» **INSTRUCTIONS TO FOLLOW**: Set out the part of the entries below that opens with the line containing "e.g. [(142, 197)]" and closes with the line containing "[(485, 290), (155, 318), (345, 287)]" as a numbered list, skipping any blank lines.

» **DATASET ENTRIES**:
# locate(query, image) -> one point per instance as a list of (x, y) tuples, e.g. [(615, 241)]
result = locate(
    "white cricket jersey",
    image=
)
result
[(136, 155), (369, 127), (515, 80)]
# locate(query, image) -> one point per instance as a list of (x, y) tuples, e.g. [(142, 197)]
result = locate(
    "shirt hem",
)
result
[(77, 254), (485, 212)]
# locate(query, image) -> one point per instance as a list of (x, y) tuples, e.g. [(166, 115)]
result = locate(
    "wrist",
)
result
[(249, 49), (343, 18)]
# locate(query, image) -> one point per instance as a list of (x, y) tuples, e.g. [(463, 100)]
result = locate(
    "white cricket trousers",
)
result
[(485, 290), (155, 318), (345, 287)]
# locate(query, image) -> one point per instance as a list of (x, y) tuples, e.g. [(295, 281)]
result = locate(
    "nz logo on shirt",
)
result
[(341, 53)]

» **TASK OUTPUT**:
1. # locate(query, image) -> one point per instance as a list of (x, y) tuples, e.g. [(142, 197)]
2. result = locate(
3.     "shirt hem",
4. )
5. result
6. [(77, 254), (485, 212)]
7. # locate(query, image) -> one point per instance as a list of (x, y) tuples, e.g. [(166, 115)]
8. result = locate(
9.     "wrist",
10. )
11. result
12. [(249, 49), (343, 18)]
13. # locate(query, image) -> one point per instance as a list of (x, y) tuples, e.g. [(463, 100)]
14. result = locate(
15.     "white cricket trousers",
16. )
17. result
18. [(485, 290), (155, 318), (345, 287)]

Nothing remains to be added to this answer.